• [Task goal] Extract each line of the material that follows exactly and omit its pictures.

• [Data for processing]
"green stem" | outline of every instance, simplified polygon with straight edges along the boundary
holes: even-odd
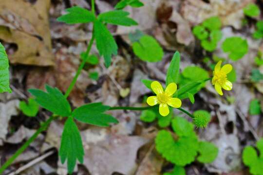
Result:
[[[109,110],[144,110],[147,109],[152,109],[153,108],[156,107],[155,106],[147,106],[147,107],[130,107],[130,106],[116,106],[116,107],[112,107]]]
[[[193,119],[194,118],[194,116],[192,115],[192,114],[191,114],[190,113],[189,113],[188,111],[187,111],[186,110],[185,110],[183,108],[181,108],[181,107],[179,107],[178,108],[176,108],[177,109],[178,109],[179,110],[180,110],[182,112],[186,113],[186,114],[188,115],[189,116],[189,117],[191,117],[191,118]]]
[[[20,155],[29,146],[30,143],[32,142],[38,137],[39,134],[41,132],[45,131],[48,126],[50,122],[55,119],[54,116],[52,116],[45,122],[44,122],[40,128],[31,136],[29,140],[25,142],[25,143],[19,148],[17,152],[14,154],[0,168],[0,174],[2,174],[3,171],[10,165],[15,159]]]
[[[74,86],[75,86],[75,84],[76,82],[76,81],[77,80],[77,78],[78,77],[78,76],[80,74],[80,73],[81,73],[81,70],[84,68],[84,66],[85,66],[85,64],[87,62],[87,60],[89,57],[89,54],[90,53],[90,52],[91,51],[91,49],[92,46],[92,45],[93,44],[93,42],[94,41],[94,39],[95,39],[95,37],[94,36],[94,34],[93,33],[92,35],[92,37],[90,41],[90,42],[89,43],[89,45],[88,46],[88,48],[87,48],[87,51],[85,52],[85,56],[84,57],[84,59],[83,59],[81,63],[80,64],[80,65],[79,65],[79,67],[78,67],[77,70],[76,72],[76,74],[75,74],[75,76],[74,78],[73,78],[73,79],[71,81],[71,83],[70,83],[70,85],[67,89],[67,91],[66,91],[66,93],[65,94],[65,97],[66,98],[68,98],[69,94],[70,94],[70,92],[73,89],[73,88],[74,87]]]

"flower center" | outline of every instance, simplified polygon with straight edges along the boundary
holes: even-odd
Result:
[[[158,101],[159,104],[166,104],[170,99],[170,97],[165,93],[162,93],[157,95]]]
[[[227,81],[226,74],[222,72],[219,72],[215,74],[214,78],[215,82],[219,84],[221,86],[224,85],[226,82],[226,81]]]

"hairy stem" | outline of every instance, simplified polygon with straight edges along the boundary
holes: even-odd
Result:
[[[30,138],[25,143],[19,148],[17,152],[7,161],[0,168],[0,174],[2,174],[3,171],[10,165],[15,159],[20,155],[29,146],[30,143],[32,142],[37,137],[38,134],[41,132],[45,131],[49,124],[55,119],[54,115],[52,115],[45,122],[44,122],[40,128],[31,136]]]
[[[65,94],[65,97],[66,98],[68,98],[68,97],[69,96],[69,94],[70,94],[70,92],[73,89],[74,86],[75,86],[75,84],[76,84],[78,76],[79,76],[79,75],[80,74],[80,73],[81,73],[81,70],[83,69],[83,67],[85,66],[85,64],[86,63],[89,57],[89,54],[90,53],[90,52],[91,51],[91,48],[92,48],[92,45],[93,44],[94,39],[95,39],[95,37],[94,36],[94,34],[93,34],[91,40],[90,41],[90,42],[89,43],[89,45],[88,46],[88,48],[87,48],[87,51],[85,52],[85,56],[84,58],[83,59],[82,61],[81,62],[80,65],[79,65],[79,67],[78,67],[77,69],[76,74],[75,74],[75,76],[74,77],[74,78],[73,78],[73,79],[71,81],[71,83],[70,83],[70,85],[69,88],[68,88],[68,89],[67,89],[67,91],[66,91],[66,93]]]

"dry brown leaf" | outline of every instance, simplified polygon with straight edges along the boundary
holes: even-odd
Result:
[[[181,13],[192,25],[217,16],[224,26],[231,25],[236,29],[240,29],[244,18],[243,8],[253,1],[255,0],[210,0],[209,3],[206,3],[201,0],[186,0],[182,3]]]
[[[0,3],[0,38],[15,43],[11,63],[54,66],[48,18],[50,0],[34,4],[23,0],[2,0]]]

• [Correct response]
"green stem" | outline of every instance, simplified polygon with straight edges along the boundary
holes: even-odd
Result:
[[[109,110],[144,110],[147,109],[152,109],[153,108],[156,107],[155,106],[147,106],[147,107],[130,107],[130,106],[116,106],[116,107],[112,107]]]
[[[193,119],[194,118],[194,116],[192,115],[192,114],[191,114],[190,113],[189,113],[188,111],[187,111],[186,110],[185,110],[183,108],[181,108],[181,107],[179,107],[178,108],[176,108],[177,109],[178,109],[179,110],[180,110],[182,112],[186,113],[186,114],[188,115],[189,116],[189,117],[191,117],[191,118]]]
[[[20,155],[29,146],[30,143],[32,142],[38,137],[39,134],[41,132],[45,131],[48,126],[50,122],[55,119],[54,116],[52,116],[45,122],[44,122],[40,128],[31,136],[29,140],[25,142],[25,143],[19,148],[17,152],[14,154],[0,168],[0,174],[2,174],[3,171],[10,165],[15,159]]]
[[[74,86],[75,86],[75,84],[76,82],[76,81],[77,80],[77,78],[78,77],[78,76],[80,74],[80,73],[81,73],[81,70],[84,68],[84,66],[85,66],[85,64],[87,62],[87,60],[89,57],[89,54],[90,53],[90,52],[91,51],[91,49],[92,46],[92,45],[93,44],[93,42],[94,41],[94,39],[95,39],[95,37],[94,36],[94,34],[93,33],[92,35],[92,37],[90,41],[90,42],[89,43],[89,45],[88,46],[88,48],[87,48],[87,51],[85,52],[85,56],[84,57],[84,59],[83,59],[81,63],[80,64],[80,65],[79,65],[79,67],[78,67],[77,70],[76,72],[76,74],[75,74],[75,76],[74,78],[73,78],[73,79],[71,81],[71,83],[70,83],[70,85],[67,89],[67,91],[66,91],[66,93],[65,94],[65,97],[66,98],[68,98],[69,94],[70,94],[70,92],[73,89],[73,88],[74,87]]]

"flower center" | outline of every instance, simplified polygon with straight edges along the boundary
holes: even-odd
Result:
[[[158,101],[159,104],[166,104],[170,99],[170,97],[165,93],[162,93],[157,95]]]
[[[227,81],[226,74],[222,72],[219,72],[215,74],[214,78],[215,82],[219,84],[221,86],[224,85],[226,82],[226,81]]]

"hairy stem" | outline of every instance, simplified polygon with straight edges along the boundary
holes: even-odd
Result:
[[[30,138],[25,143],[19,148],[17,152],[7,161],[0,168],[0,174],[2,174],[3,171],[10,165],[15,159],[20,155],[29,146],[30,143],[32,142],[37,137],[38,134],[41,132],[45,131],[49,124],[55,119],[54,115],[52,115],[45,122],[44,122],[40,128],[31,136]]]
[[[65,94],[65,97],[66,98],[68,98],[68,97],[69,96],[69,94],[70,94],[70,92],[73,89],[74,86],[75,86],[75,84],[76,84],[78,76],[79,76],[79,75],[80,74],[80,73],[81,73],[81,70],[83,69],[83,67],[85,66],[85,64],[86,63],[89,57],[89,54],[90,53],[90,52],[91,51],[91,48],[92,48],[92,45],[93,44],[94,39],[95,39],[95,37],[94,36],[94,34],[93,34],[91,40],[90,41],[90,42],[89,43],[89,45],[88,46],[88,48],[87,48],[87,51],[85,52],[85,56],[84,58],[83,59],[82,61],[81,62],[80,65],[79,65],[79,67],[78,67],[77,69],[76,74],[75,74],[75,76],[74,77],[74,78],[73,78],[73,79],[71,81],[71,83],[70,83],[70,85],[69,88],[68,88],[68,89],[67,89],[67,91],[66,91],[66,93]]]

"dry brown leaf" | outline of every instance, simplified polygon with straight edges along the boundary
holes: even-odd
Result:
[[[181,13],[192,25],[217,16],[224,26],[231,25],[236,29],[240,29],[244,18],[243,8],[253,1],[255,0],[210,0],[209,3],[206,3],[201,0],[186,0],[182,3]]]
[[[0,3],[0,38],[15,43],[11,63],[54,66],[48,18],[50,0],[34,4],[23,0],[2,0]]]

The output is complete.